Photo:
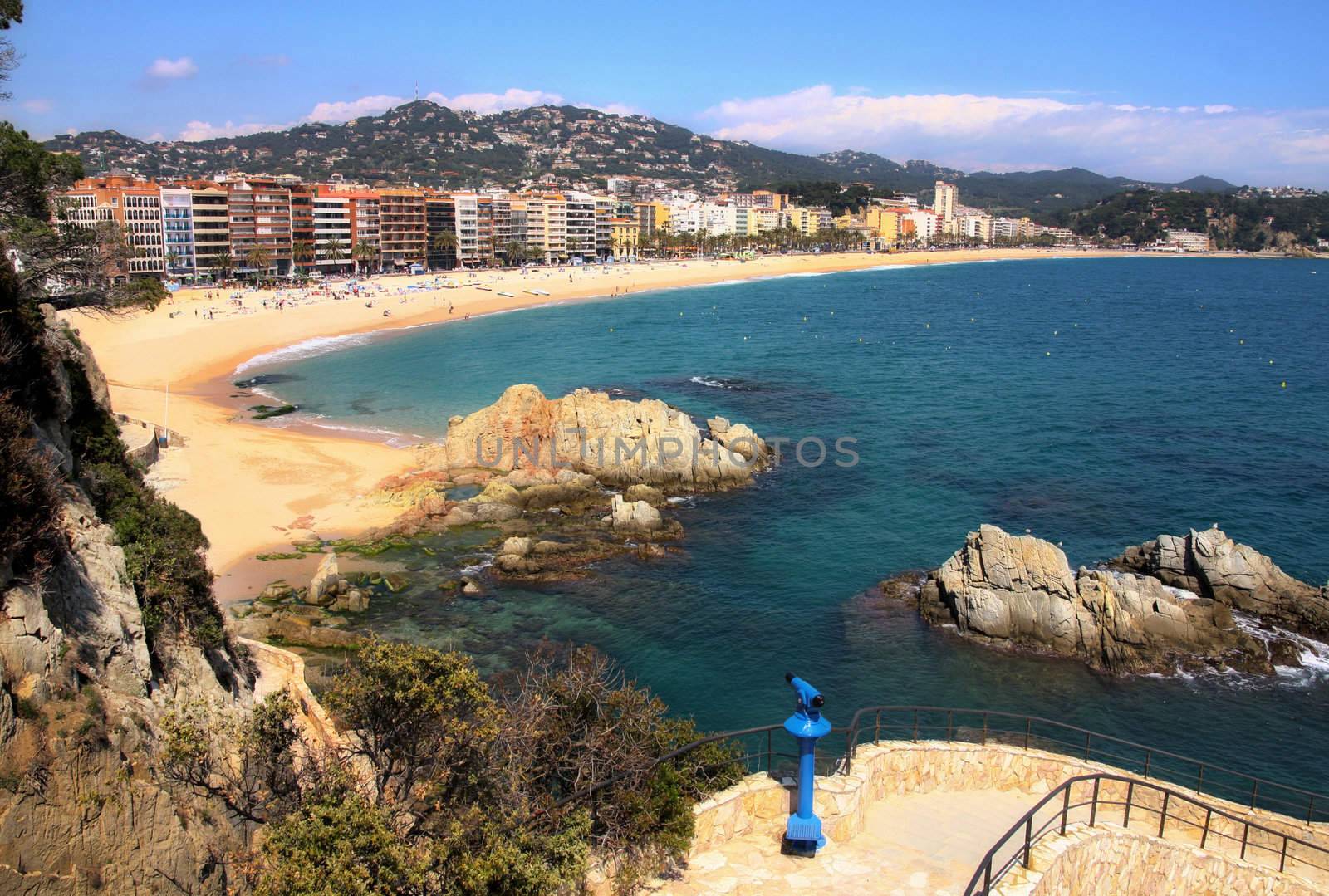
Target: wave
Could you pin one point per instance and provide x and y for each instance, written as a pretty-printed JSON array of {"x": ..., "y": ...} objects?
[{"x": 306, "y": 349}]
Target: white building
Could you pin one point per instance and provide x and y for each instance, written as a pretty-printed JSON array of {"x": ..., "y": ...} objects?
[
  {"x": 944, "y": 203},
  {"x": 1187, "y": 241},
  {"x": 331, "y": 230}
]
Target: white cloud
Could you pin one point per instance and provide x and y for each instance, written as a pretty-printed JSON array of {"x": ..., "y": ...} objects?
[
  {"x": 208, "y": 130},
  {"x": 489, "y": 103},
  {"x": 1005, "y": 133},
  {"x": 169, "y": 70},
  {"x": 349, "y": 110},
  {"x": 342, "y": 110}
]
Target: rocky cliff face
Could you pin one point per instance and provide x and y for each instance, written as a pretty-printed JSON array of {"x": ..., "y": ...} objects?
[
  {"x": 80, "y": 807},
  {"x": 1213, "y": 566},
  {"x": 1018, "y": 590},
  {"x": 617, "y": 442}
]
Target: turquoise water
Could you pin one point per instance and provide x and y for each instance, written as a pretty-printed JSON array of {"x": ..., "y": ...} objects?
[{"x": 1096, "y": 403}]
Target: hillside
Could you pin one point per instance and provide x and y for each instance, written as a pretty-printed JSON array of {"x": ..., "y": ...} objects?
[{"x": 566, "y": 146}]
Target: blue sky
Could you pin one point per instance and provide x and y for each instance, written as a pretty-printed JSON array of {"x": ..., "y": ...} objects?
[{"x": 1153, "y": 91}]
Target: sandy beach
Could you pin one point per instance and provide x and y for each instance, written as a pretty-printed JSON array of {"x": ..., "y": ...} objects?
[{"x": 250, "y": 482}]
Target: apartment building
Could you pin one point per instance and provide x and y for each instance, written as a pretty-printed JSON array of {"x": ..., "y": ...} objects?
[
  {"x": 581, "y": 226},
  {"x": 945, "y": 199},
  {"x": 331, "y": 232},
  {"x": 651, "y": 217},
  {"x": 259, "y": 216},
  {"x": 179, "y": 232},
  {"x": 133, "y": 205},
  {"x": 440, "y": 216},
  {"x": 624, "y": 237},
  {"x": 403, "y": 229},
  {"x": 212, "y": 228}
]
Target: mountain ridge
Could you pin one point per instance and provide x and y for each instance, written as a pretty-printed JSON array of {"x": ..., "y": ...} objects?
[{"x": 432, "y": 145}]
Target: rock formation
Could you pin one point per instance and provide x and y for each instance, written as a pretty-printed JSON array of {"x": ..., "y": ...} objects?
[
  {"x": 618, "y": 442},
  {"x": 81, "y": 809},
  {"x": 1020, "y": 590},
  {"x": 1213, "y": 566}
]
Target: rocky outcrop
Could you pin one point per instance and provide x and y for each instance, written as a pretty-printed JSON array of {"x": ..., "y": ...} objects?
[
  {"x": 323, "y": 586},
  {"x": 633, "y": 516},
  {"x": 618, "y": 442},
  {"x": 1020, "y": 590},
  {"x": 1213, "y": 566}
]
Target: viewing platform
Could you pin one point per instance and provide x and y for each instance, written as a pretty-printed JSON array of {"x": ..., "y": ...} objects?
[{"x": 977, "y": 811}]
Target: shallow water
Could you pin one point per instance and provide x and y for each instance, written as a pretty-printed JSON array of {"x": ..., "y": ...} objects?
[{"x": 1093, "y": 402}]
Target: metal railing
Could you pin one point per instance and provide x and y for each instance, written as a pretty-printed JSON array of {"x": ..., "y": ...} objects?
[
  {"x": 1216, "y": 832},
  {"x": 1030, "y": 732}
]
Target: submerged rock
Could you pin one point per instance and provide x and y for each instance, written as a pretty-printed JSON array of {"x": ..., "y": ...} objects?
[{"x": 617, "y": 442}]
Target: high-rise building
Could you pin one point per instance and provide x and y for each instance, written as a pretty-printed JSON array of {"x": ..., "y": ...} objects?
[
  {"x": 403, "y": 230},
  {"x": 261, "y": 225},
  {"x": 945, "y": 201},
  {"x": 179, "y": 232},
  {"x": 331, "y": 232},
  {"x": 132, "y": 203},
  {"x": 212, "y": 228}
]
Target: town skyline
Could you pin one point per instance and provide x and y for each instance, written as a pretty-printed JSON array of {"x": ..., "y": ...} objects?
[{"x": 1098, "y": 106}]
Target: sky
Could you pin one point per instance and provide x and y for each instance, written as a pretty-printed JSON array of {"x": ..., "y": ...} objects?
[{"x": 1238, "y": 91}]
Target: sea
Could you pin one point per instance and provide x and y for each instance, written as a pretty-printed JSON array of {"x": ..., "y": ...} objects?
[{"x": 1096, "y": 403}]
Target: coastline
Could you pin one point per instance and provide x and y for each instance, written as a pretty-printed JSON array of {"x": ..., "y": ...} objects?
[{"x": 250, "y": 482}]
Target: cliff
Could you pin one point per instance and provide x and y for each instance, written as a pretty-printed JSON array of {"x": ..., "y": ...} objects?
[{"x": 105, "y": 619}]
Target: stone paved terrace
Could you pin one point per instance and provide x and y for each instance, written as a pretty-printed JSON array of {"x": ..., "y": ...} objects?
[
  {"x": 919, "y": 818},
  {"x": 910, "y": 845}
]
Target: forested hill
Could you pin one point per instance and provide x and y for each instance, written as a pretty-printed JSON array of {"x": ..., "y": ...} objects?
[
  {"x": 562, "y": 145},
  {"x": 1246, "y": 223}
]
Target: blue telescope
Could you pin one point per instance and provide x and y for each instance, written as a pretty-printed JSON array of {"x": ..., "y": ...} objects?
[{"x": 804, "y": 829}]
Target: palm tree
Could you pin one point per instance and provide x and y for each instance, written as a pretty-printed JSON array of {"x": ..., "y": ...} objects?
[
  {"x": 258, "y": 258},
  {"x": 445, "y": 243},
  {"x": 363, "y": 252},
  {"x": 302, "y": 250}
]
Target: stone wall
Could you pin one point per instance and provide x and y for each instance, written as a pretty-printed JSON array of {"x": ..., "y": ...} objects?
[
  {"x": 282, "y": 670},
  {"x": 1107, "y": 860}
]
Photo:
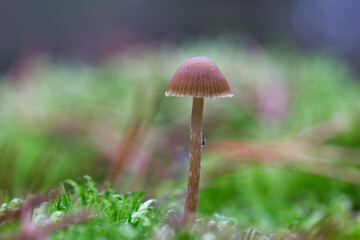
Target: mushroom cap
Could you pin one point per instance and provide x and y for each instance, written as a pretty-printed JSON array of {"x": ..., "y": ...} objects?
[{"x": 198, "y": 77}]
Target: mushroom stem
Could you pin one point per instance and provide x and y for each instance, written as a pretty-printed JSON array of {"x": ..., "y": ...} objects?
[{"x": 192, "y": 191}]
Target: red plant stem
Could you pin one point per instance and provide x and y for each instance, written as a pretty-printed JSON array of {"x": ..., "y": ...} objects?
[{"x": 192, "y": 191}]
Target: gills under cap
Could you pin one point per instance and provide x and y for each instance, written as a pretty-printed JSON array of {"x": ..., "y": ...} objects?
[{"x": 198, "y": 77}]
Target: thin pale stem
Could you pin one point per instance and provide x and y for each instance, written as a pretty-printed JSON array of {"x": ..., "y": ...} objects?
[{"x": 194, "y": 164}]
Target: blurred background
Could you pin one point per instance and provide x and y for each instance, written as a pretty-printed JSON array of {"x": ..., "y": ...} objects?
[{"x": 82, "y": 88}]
····················
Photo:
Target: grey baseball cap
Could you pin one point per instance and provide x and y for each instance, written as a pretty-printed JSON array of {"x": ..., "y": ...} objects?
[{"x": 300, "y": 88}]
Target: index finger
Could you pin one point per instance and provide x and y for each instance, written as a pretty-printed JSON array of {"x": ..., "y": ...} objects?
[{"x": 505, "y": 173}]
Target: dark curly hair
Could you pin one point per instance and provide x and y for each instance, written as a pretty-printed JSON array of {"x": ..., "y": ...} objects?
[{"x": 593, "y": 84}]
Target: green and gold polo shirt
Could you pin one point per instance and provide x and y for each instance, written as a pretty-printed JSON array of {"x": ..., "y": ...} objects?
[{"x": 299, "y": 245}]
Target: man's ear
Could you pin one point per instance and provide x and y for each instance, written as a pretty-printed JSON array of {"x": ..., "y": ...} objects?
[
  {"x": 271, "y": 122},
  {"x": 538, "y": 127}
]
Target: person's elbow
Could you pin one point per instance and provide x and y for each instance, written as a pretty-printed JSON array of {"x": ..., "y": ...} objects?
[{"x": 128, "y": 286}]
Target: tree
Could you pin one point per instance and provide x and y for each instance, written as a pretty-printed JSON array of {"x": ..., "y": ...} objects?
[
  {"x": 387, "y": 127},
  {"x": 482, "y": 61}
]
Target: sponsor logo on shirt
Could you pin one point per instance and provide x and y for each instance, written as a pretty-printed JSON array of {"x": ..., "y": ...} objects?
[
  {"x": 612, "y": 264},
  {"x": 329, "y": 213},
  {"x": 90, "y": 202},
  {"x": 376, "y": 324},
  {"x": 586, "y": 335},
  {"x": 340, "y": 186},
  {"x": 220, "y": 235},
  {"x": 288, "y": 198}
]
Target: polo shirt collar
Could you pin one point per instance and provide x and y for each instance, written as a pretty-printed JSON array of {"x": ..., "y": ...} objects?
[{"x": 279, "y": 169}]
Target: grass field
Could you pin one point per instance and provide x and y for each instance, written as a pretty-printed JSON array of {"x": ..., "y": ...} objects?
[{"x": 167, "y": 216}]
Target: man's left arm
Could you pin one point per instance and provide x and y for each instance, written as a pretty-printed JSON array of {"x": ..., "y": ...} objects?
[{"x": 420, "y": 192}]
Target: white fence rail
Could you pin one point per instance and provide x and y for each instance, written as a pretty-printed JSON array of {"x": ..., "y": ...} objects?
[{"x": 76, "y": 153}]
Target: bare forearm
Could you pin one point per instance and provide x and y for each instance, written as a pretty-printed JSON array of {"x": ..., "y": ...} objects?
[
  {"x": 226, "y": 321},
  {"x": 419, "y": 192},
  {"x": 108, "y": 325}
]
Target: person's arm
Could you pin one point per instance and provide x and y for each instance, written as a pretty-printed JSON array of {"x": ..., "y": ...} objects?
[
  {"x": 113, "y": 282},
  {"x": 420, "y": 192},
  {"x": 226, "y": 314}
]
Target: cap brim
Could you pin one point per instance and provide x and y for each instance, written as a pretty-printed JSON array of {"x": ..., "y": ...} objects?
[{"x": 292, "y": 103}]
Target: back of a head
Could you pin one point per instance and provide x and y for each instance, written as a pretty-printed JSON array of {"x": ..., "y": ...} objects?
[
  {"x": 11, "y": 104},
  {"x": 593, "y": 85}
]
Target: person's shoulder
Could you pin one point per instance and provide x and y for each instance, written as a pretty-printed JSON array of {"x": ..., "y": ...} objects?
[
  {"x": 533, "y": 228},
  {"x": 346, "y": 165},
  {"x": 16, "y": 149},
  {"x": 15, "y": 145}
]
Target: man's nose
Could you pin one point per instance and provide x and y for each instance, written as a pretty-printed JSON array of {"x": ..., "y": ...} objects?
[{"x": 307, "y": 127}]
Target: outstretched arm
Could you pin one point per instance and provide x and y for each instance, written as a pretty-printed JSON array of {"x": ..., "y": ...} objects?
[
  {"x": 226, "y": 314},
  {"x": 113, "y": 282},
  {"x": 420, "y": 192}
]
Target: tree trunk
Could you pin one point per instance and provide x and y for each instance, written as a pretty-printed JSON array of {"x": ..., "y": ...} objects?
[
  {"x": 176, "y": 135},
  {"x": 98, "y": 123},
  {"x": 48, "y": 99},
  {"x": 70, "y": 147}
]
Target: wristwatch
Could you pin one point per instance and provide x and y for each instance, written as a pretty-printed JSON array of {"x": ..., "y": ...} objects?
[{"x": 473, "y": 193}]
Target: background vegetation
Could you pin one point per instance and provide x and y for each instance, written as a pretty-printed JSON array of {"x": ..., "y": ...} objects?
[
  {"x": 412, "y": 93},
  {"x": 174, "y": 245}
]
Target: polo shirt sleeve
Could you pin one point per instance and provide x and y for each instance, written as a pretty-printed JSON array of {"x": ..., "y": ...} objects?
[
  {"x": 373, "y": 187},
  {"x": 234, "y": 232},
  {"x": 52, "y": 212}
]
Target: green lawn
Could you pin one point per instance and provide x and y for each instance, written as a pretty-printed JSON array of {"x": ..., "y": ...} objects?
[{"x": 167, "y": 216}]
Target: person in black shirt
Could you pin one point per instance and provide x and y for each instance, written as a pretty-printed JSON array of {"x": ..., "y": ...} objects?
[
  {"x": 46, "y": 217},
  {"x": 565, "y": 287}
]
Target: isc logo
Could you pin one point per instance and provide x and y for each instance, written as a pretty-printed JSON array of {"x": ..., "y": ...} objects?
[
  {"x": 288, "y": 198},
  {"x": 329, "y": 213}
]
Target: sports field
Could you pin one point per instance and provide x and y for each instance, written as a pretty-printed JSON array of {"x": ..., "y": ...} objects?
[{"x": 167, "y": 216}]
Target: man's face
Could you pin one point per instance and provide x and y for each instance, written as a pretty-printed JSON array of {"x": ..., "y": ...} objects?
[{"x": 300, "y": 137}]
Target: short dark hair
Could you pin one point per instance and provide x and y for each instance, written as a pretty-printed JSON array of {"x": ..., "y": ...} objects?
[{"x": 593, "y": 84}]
····················
Work required ▸
Identify every line above that includes the word "stem", and show those lines.

Result of this task ▸
Target: mushroom stem
Target: red plant stem
Target: thin pale stem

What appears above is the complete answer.